** start of DOCUMENT SEGMENT **
NRB’s report shows that there are signs of recovery in regards to the foreign exchange reserve crunch. The number of new registrations for migrant workers increased by 392% while renewed entry increased by 199%; we can thus expect increased remittance income in the future. Remittance income exceeded Rs. 1 trillion, but compared to the previous year, the amount is only a 2.2% increase. Likewise, with fuel prices lowering internationally, and supply chains getting recovering, we can expect that the economy will be eased in the future.
Since the 2015 earthquake, trade with China through the Northern border points has seen frequent disruptions. While export through Tatopani and Rasuwagadhi, the two operational border points, has been completely zero for over 2 years, imports too have been minimal. In the fiscal year 2021/22, total exports to China declined by 20.4%. Due to the closure at both border points, goods headed towards Nepal targeting the festive season have been stranded, and it is unclear if the border will reopen before the festive season. Apart from hampering businesses and transporters operating at the Norther border, this also propels inflation and shortages which affects consumers.
Meanwhile, the embargo introduced by Nepal government on its imports of non-essential goods is also an obstruction to the supply of goods in the country. The import restrictions imposed to curtail shrinking foreign exchange reserve was extended up to August 30 citing lack of improvements in the reserve. As improvements were seen in the reserve, the restrictions from some goods were lifted, but import of automobiles, mobile phones, and liquor is still heavily restricted. During Dashain and Tihar, Nepal typically observes increased consumer demand. This year however, the various trade or import obstacles is set to induce a shortage and propel a higher inflation.
** end of DOCUMENT SEGMENT **
** start of DATA EXTRACT **
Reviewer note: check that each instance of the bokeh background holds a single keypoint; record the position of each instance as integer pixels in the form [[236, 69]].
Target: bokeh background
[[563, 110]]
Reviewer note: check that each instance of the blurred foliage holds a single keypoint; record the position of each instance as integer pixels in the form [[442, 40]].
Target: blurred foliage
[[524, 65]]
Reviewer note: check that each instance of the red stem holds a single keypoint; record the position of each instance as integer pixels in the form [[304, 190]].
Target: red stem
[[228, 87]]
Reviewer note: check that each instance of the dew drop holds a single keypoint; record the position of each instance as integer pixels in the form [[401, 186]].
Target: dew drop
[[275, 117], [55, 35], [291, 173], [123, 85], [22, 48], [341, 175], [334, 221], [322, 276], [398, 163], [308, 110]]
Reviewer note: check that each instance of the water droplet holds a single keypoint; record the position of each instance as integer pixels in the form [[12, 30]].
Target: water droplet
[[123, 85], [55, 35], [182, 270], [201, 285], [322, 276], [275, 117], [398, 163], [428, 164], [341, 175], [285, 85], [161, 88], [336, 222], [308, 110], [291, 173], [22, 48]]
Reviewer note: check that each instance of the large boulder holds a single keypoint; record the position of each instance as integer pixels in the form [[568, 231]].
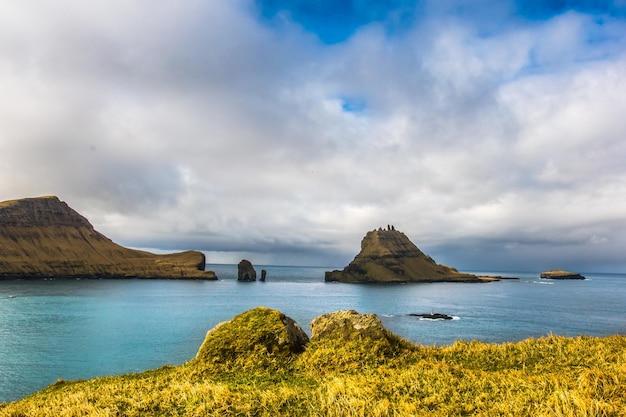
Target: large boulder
[[245, 271], [389, 256], [257, 338], [347, 325]]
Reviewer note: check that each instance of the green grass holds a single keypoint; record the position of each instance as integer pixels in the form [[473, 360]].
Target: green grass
[[240, 374]]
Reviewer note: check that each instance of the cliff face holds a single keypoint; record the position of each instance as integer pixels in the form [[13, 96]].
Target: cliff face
[[43, 237], [389, 256]]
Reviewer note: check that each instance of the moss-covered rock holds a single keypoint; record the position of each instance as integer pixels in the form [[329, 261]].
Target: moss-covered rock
[[258, 338]]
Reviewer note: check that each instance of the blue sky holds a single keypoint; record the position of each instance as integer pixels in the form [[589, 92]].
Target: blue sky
[[490, 132]]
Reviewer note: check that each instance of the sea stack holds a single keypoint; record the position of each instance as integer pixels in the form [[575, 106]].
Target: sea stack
[[560, 274], [245, 271], [44, 238], [387, 255]]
** end of DATA EXTRACT **
:: WRITTEN PROBLEM 1 ::
Answer these questions using the excerpt on Nepal's economy:
(a) By what percentage did new registrations for migrant workers increase?
(b) What are the two operational border points on the Northern border?
(c) Up to what date was the import restriction extended?
:: WRITTEN PROBLEM 2 ::
Turn the paragraph of the excerpt on Nepal's economy that begins "Meanwhile, the embargo introduced" into a short bulleted list that keeps its main facts.

:: CORRECT RESULT 1 ::
(a) 392%
(b) Tatopani and Rasuwagadhi
(c) August 30

:: CORRECT RESULT 2 ::
- The government's embargo on imports of non-essential goods obstructs the supply of goods in Nepal.
- The import restrictions were meant to curb the shrinking foreign exchange reserve. They were extended up to August 30 because the reserve had not improved.
- After the reserve improved, restrictions on some goods were lifted. Automobiles, mobile phones, and liquor remain heavily restricted.
- Consumer demand usually rises during Dashain and Tihar. This year, trade and import obstacles are set to cause a shortage and push inflation higher.